BEGIN DATA FOR THE TASK
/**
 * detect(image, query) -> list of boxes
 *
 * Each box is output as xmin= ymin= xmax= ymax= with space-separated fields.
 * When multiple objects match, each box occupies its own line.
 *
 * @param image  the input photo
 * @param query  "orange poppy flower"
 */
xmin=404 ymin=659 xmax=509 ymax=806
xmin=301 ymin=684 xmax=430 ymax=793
END DATA FOR THE TASK
» **PROBLEM DETAILS**:
Every entry must be retyped in full, exactly as given.

» **RESULT BELOW**:
/**
 * detect(image, query) -> list of boxes
 *
 * Each box is output as xmin= ymin= xmax= ymax= with space-separated fields.
 * When multiple objects match, each box occupies its own line.
 *
 * @param image  the input photo
 * @param query  "orange poppy flower"
 */
xmin=404 ymin=659 xmax=509 ymax=806
xmin=301 ymin=684 xmax=430 ymax=793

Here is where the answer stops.